■ WHAT THE EXERCISE ASKS
Report each line of the listing below that holds "pixel".
━━━
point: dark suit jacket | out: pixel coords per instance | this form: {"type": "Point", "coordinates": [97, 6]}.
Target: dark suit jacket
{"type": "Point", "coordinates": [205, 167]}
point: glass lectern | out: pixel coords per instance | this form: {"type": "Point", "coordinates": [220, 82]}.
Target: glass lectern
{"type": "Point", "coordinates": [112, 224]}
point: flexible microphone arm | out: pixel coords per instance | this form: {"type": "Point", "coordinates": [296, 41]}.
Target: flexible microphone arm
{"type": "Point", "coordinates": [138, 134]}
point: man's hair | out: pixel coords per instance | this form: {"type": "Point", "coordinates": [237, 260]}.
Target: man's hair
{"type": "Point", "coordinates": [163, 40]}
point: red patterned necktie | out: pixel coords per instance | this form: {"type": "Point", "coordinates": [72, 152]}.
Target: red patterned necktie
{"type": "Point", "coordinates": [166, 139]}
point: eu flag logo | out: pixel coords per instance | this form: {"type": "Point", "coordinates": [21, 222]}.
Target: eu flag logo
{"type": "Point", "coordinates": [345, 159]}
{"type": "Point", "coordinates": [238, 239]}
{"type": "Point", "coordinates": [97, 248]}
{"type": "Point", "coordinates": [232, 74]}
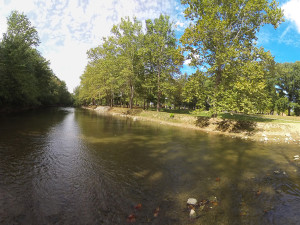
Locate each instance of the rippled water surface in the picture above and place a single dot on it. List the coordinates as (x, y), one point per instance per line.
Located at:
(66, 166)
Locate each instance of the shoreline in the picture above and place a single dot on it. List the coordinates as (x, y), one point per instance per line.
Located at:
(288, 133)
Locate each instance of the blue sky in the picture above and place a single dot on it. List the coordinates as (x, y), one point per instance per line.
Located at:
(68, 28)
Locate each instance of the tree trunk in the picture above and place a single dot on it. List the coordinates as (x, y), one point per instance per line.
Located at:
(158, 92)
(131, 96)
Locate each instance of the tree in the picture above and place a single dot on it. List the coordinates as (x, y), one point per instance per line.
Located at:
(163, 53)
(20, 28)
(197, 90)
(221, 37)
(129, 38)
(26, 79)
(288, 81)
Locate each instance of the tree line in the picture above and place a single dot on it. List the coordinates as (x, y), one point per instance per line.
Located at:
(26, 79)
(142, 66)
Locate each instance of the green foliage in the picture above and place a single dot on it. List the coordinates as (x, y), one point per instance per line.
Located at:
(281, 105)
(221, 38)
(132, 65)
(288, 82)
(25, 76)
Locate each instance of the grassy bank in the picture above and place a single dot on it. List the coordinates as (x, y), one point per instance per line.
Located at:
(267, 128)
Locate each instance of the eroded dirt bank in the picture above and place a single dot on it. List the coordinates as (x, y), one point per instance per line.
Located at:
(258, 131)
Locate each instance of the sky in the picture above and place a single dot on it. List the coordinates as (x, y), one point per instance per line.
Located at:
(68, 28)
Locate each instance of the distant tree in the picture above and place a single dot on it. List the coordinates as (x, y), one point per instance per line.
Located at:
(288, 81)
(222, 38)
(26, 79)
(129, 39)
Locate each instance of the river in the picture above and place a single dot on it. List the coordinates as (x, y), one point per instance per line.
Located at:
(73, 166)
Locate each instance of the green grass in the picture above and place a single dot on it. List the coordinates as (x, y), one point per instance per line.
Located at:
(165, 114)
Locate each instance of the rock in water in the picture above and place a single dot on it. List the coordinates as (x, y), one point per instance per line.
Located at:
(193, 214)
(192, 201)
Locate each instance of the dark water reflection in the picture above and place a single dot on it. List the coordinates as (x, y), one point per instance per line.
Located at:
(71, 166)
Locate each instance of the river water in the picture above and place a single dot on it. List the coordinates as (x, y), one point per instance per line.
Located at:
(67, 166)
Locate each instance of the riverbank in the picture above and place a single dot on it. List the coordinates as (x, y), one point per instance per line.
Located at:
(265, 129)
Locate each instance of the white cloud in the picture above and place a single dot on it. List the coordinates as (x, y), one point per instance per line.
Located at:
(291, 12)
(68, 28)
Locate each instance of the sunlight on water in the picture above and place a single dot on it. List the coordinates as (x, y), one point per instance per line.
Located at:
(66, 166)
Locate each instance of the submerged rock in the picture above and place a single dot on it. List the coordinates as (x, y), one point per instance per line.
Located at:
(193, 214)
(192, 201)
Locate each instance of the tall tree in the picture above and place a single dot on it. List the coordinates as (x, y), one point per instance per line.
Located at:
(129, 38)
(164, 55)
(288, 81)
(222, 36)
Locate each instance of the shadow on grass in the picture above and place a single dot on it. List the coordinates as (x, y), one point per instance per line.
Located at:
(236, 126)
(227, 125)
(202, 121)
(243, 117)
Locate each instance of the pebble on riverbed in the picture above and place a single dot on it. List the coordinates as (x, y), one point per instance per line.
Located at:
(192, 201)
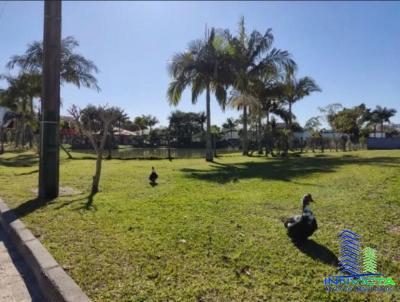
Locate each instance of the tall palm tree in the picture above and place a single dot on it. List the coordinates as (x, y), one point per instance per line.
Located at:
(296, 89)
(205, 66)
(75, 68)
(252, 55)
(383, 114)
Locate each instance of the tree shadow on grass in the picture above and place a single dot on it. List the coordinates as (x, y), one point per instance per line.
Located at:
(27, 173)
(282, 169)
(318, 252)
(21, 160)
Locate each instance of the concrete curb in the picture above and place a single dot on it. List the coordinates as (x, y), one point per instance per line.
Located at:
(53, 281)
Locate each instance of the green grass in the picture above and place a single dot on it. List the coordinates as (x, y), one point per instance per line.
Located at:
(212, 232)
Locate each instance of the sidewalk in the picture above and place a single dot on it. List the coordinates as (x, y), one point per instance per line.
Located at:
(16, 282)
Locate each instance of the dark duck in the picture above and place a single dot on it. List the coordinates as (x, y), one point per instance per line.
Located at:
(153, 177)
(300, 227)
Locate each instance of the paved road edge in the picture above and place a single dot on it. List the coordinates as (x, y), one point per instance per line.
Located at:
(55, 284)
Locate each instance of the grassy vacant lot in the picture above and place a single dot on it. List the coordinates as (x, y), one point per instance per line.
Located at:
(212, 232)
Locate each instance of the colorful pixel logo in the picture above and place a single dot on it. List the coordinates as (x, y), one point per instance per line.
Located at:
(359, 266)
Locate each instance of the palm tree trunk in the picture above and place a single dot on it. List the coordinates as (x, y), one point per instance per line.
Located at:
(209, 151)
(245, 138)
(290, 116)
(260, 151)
━━━
■ ANSWER TO THE EXERCISE
point: dark suit jacket | out: pixel coords per instance | this form: {"type": "Point", "coordinates": [97, 6]}.
point: glass lectern | out: pixel coords per instance | this form: {"type": "Point", "coordinates": [220, 82]}.
point: flexible microphone arm | out: pixel coords per instance | this form: {"type": "Point", "coordinates": [296, 41]}.
point: man's hair | out: pixel coords per instance | this form: {"type": "Point", "coordinates": [237, 260]}.
point: red patterned necktie | out: pixel coords per instance | this form: {"type": "Point", "coordinates": [72, 152]}.
point: eu flag logo | out: pixel coords per instance | this form: {"type": "Point", "coordinates": [21, 222]}.
Locate each instance of the colorful pixel logo in the picture above and place a single dot on it. List the coordinates as (x, y), one point per instance per line.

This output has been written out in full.